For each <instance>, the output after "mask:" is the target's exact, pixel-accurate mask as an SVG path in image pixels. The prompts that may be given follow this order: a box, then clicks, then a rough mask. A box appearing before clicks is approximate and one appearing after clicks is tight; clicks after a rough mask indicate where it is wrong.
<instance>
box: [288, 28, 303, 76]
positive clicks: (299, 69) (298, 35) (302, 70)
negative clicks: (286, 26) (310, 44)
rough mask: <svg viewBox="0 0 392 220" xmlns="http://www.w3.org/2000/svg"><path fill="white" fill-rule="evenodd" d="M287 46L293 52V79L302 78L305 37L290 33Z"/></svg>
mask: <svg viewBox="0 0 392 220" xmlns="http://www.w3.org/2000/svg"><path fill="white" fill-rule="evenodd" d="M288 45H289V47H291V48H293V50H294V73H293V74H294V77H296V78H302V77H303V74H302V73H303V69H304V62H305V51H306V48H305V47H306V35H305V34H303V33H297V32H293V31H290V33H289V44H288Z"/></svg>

____

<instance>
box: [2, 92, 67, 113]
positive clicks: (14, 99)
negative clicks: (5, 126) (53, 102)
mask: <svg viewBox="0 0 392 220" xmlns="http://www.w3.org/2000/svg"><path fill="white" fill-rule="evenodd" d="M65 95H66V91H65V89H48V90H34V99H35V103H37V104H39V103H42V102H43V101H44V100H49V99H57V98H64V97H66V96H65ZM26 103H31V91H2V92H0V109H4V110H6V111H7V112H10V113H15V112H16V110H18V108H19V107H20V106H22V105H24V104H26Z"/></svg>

____

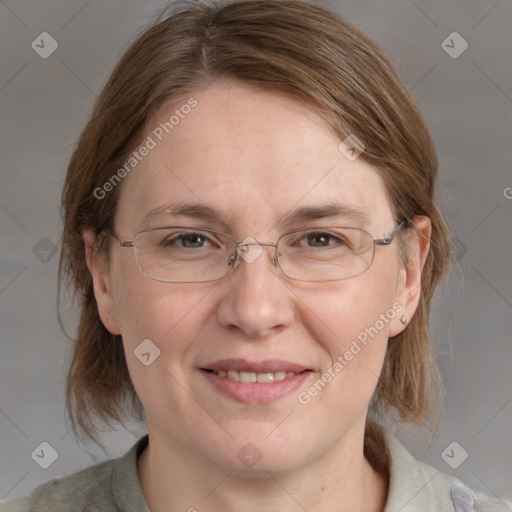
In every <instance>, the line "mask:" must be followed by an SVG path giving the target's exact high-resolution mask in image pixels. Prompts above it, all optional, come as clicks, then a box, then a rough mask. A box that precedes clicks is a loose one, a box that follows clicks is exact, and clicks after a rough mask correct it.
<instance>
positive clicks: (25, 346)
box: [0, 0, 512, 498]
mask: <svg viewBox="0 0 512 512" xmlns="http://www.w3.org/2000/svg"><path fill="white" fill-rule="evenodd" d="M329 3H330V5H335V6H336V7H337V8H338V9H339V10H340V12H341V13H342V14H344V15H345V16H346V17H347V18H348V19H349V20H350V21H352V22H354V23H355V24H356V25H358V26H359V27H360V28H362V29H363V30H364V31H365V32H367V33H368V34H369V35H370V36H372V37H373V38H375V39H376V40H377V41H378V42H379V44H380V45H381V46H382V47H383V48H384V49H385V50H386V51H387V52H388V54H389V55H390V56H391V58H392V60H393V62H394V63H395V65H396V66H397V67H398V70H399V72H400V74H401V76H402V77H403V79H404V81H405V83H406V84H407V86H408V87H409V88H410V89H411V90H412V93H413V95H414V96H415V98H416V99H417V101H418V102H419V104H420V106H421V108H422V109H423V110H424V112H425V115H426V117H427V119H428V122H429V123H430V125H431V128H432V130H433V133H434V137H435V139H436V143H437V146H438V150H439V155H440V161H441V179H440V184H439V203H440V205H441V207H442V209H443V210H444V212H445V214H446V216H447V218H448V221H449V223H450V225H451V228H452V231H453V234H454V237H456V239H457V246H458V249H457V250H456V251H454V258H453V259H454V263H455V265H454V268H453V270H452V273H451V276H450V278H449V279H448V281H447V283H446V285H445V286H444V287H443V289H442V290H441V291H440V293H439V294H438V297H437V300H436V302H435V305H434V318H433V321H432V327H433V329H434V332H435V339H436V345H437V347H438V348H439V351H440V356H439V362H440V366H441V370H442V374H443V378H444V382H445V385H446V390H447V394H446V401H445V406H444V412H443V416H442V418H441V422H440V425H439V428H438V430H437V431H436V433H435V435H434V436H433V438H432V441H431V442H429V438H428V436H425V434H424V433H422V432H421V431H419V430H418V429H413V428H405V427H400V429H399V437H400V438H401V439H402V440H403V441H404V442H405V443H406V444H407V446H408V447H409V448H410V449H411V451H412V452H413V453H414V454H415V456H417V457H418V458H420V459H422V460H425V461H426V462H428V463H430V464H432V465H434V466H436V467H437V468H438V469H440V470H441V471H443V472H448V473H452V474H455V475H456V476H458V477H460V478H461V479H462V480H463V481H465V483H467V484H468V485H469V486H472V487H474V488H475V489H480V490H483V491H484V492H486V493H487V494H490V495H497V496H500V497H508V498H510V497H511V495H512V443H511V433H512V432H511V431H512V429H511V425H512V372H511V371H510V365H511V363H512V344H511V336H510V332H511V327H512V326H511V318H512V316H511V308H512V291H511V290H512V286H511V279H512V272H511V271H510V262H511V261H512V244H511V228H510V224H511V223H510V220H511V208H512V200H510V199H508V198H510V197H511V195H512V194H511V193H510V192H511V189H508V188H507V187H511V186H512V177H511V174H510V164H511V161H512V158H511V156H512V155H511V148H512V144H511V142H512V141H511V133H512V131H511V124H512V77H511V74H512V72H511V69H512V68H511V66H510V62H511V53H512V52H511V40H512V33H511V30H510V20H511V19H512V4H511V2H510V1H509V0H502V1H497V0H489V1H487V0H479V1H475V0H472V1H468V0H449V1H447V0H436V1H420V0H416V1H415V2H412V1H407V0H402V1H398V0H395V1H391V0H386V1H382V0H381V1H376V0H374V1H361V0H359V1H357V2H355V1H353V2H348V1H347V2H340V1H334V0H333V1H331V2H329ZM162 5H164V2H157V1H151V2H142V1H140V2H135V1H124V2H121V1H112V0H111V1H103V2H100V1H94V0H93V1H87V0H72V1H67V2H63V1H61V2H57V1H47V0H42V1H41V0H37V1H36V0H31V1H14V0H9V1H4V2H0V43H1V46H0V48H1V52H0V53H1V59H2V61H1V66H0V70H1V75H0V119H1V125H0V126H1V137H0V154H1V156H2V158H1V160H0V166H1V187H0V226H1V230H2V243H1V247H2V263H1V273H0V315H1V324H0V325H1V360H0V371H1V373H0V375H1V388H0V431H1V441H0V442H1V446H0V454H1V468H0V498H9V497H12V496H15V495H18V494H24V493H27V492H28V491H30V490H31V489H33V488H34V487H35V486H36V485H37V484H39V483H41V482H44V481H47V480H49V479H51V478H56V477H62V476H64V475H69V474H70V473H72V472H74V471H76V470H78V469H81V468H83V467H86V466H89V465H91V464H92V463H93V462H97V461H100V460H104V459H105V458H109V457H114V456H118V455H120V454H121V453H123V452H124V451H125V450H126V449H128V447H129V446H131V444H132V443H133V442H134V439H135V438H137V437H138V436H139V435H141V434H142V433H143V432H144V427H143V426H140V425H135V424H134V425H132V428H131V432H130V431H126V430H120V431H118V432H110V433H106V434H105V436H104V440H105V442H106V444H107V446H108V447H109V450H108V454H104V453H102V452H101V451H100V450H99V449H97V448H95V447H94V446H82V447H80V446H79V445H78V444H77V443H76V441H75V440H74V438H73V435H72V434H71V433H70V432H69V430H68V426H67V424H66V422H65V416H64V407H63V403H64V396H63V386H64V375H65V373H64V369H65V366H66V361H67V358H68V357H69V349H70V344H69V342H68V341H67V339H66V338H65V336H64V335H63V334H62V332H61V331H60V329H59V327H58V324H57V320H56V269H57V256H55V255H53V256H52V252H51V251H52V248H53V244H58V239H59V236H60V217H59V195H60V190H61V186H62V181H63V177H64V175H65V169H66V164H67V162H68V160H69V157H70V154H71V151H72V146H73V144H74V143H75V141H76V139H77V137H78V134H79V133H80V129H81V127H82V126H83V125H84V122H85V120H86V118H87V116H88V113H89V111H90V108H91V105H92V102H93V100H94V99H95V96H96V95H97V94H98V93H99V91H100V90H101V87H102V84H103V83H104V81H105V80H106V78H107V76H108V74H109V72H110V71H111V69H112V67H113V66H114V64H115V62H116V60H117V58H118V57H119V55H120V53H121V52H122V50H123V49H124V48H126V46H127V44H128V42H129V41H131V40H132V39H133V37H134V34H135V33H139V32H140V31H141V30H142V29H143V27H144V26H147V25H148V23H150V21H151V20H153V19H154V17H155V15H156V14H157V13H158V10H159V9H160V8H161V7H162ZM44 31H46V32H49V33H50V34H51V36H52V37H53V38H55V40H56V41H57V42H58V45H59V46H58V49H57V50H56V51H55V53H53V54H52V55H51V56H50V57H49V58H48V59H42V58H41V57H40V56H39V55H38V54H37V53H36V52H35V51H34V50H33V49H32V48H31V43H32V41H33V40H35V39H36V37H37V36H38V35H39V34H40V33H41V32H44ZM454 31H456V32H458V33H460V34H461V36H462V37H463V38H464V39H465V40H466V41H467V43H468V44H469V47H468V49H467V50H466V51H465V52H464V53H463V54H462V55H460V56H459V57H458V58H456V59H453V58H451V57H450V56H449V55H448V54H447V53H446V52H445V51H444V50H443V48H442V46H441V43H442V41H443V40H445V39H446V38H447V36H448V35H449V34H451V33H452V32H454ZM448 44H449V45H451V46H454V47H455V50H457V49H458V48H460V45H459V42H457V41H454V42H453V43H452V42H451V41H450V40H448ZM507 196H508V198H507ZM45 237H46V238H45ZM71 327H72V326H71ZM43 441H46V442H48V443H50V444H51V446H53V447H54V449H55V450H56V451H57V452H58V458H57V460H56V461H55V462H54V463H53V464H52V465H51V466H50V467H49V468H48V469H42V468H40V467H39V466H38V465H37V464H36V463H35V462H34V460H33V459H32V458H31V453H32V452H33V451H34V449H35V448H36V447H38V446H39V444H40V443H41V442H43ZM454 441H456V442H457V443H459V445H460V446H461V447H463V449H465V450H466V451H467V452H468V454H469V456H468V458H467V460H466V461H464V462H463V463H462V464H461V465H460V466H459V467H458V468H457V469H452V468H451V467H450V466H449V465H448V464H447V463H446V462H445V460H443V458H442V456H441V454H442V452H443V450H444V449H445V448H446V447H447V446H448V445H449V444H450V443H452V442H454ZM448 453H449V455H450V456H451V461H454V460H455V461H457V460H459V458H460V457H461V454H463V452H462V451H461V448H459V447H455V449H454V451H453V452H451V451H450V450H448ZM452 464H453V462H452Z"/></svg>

____

**REQUIRED WORK**
Count each line above that has the word "target" in it, and write down nothing but the total.

**EXERCISE OUTPUT**
2